An Innovative Way Forward:
In the present thriving digital landscape, there is a need for harmonization of digital tax rules across jurisdictions.[23]OECD and G20 play a crucial role in facilitating multilateral dialogues on digital taxation through frameworks like BEPS Multilateral Instrument (MLI) to close loopholes and implement standards, to counter treaty abuse.[24]

Despite significant efforts being taken, there is no global consensus as many of these policies require voluntary compliance due to lack of a global enforcement mechanism, thus allowing dissent or assent at the choice of the countries. This has led to a delayed implementation of these policies.

Entries from a pointing dataset:
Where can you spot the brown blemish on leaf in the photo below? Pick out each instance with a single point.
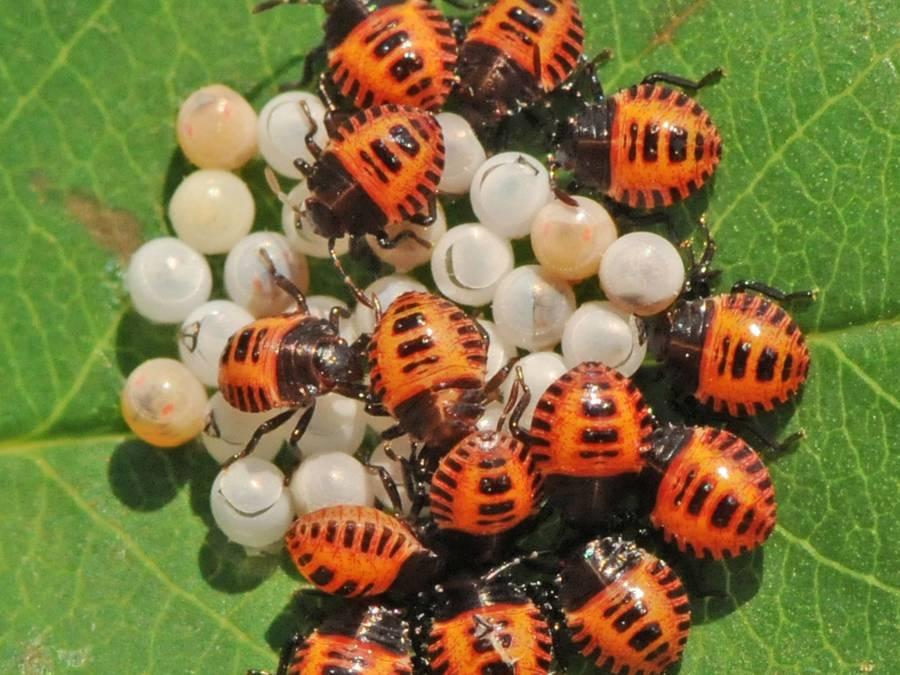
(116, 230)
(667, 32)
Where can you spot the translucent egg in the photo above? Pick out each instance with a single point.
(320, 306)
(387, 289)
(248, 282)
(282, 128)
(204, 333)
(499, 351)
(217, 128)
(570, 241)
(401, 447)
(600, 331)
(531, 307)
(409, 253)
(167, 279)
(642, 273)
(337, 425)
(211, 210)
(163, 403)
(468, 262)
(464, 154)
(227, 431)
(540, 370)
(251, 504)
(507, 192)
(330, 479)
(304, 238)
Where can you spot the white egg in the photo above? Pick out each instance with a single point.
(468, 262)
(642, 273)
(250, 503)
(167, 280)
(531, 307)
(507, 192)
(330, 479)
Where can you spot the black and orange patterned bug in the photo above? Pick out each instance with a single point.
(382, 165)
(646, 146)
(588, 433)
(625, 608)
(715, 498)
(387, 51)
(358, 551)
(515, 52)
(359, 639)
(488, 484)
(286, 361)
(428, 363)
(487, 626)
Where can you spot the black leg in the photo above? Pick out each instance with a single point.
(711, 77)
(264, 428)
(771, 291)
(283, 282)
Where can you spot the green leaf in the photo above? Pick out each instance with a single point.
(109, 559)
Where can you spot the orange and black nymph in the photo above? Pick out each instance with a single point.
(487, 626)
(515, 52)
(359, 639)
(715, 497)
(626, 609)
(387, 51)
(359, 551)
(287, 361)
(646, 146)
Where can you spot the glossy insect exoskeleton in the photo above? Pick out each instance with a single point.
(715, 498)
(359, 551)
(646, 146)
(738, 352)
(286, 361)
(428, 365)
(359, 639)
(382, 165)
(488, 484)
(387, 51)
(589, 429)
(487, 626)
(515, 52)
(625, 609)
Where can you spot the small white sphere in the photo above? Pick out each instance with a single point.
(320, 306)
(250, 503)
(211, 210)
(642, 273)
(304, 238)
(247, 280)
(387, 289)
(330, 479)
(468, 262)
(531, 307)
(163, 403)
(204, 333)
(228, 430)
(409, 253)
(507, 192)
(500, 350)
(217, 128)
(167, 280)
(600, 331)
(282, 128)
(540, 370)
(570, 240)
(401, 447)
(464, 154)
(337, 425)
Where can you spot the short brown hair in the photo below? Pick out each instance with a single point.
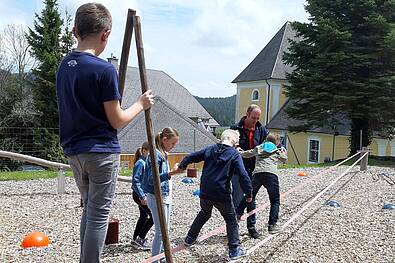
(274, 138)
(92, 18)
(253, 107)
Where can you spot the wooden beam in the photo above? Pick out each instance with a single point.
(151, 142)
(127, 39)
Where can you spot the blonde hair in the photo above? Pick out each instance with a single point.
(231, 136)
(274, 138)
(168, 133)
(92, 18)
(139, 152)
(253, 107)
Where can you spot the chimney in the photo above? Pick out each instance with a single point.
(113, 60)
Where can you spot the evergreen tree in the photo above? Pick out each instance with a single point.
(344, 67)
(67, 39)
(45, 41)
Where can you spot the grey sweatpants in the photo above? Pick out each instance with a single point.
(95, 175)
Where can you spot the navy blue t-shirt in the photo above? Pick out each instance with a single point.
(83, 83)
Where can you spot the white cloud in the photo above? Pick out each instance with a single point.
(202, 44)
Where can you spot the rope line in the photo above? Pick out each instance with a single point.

Given exercise> Using the passage on digital taxation, explain in one to three sentences why these policies have been implemented late. The records have no connection to the text about digital taxation.

The output> Many of the policies depend on voluntary compliance because there is no global enforcement mechanism, so each country can choose to assent or dissent. As a result, there is no global consensus, and this has delayed their implementation.